- [PASSAGE AFFICHÉ]:
« Notre ennemi est le séparatisme », déclarait récemment le président Macron. Nous fûmes nombreux à penser qu’il parlait alors de lui. Car La république en Marche apparaît clairement comme le parti de ceux qui se sont séparés des autres. Mais ce séparatisme d’en haut, dénié, doit faire face à un phénomène qui en révèle la logique au grand jour : le coronavirus.
(...) Ajoutons qu’éborgner les manifestants à coups de LBD, faire agenouiller des jeunes les mains sur la tête à Mantes-la-Jolie, ou placer en garde à vue ceux qui s’inquiètent pour leur avenir et envahissent le siège de la multinationale BlackRock, ne semble pas relever du respect des règles de la République, sauf à comprendre celle-ci comme une entreprise de mutilation psychique et physique.

- [LES DONNÉES]:
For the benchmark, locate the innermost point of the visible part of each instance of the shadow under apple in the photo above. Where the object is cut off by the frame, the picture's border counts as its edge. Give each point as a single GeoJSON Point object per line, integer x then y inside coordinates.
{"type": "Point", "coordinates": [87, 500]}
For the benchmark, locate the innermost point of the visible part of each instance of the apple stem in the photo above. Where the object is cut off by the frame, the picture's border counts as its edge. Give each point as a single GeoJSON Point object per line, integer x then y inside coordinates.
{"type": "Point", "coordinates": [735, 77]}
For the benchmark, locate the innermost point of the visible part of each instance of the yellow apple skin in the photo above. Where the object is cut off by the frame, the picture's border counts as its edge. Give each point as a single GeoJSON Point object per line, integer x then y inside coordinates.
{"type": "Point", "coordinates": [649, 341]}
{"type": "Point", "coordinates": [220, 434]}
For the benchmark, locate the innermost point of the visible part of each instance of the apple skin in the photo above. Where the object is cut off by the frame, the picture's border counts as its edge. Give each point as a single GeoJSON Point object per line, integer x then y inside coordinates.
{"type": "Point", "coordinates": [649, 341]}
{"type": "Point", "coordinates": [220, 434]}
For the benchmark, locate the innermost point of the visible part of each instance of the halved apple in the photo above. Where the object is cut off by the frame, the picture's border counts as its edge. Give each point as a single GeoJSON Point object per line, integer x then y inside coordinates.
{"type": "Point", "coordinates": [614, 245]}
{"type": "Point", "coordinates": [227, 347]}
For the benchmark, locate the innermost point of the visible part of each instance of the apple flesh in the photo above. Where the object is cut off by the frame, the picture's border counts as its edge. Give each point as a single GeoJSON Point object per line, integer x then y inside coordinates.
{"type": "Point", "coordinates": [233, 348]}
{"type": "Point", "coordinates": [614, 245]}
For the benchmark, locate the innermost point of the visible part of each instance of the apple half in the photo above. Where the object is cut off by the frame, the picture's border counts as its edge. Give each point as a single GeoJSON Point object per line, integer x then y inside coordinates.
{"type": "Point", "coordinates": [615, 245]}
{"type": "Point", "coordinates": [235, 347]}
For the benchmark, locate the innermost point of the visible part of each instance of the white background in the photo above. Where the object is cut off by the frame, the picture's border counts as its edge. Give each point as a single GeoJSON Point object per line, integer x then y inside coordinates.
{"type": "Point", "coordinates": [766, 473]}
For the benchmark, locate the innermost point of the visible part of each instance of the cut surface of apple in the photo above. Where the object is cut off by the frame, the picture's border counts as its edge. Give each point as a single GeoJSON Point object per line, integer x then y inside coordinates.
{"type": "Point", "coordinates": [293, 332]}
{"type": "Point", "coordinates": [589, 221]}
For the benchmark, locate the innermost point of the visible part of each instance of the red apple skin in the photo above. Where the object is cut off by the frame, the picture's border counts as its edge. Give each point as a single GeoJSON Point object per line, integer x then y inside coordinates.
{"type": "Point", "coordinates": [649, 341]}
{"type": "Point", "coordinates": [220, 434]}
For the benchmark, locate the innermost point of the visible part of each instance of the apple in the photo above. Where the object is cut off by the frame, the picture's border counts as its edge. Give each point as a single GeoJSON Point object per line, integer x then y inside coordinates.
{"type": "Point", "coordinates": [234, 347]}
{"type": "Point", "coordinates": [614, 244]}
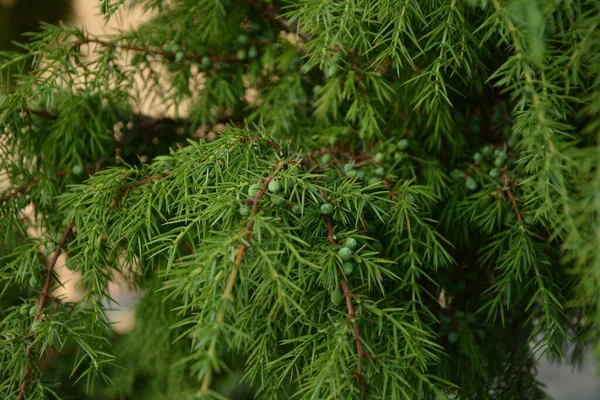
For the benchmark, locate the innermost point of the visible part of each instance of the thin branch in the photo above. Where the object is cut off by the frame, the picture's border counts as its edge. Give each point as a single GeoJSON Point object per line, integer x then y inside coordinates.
{"type": "Point", "coordinates": [351, 314]}
{"type": "Point", "coordinates": [511, 196]}
{"type": "Point", "coordinates": [23, 189]}
{"type": "Point", "coordinates": [141, 182]}
{"type": "Point", "coordinates": [160, 52]}
{"type": "Point", "coordinates": [41, 303]}
{"type": "Point", "coordinates": [241, 250]}
{"type": "Point", "coordinates": [268, 12]}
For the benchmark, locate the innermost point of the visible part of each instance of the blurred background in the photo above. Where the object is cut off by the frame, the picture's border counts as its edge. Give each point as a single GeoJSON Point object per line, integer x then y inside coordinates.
{"type": "Point", "coordinates": [19, 16]}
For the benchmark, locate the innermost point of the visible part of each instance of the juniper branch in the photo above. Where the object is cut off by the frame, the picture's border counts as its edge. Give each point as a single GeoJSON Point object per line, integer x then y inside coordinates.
{"type": "Point", "coordinates": [41, 303]}
{"type": "Point", "coordinates": [351, 313]}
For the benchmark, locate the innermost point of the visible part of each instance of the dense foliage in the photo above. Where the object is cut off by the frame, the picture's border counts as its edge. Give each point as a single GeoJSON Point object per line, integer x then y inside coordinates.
{"type": "Point", "coordinates": [404, 203]}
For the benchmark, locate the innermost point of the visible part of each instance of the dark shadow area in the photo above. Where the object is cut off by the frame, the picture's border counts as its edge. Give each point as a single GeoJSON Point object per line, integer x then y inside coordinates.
{"type": "Point", "coordinates": [20, 16]}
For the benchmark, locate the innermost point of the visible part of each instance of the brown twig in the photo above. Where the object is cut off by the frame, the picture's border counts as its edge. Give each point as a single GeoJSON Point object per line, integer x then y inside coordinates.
{"type": "Point", "coordinates": [239, 257]}
{"type": "Point", "coordinates": [511, 196]}
{"type": "Point", "coordinates": [23, 189]}
{"type": "Point", "coordinates": [351, 314]}
{"type": "Point", "coordinates": [45, 294]}
{"type": "Point", "coordinates": [268, 12]}
{"type": "Point", "coordinates": [167, 54]}
{"type": "Point", "coordinates": [141, 182]}
{"type": "Point", "coordinates": [241, 249]}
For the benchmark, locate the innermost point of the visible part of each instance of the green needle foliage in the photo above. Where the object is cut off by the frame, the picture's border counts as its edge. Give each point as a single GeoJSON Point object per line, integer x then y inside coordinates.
{"type": "Point", "coordinates": [404, 203]}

- [CONSIGNE]: D'après le passage affiché, indiquez le nom de la multinationale dont le siège a été envahi par des personnes inquiètes pour leur avenir.

- [RÉPONSE ATTENDUE]: BlackRock.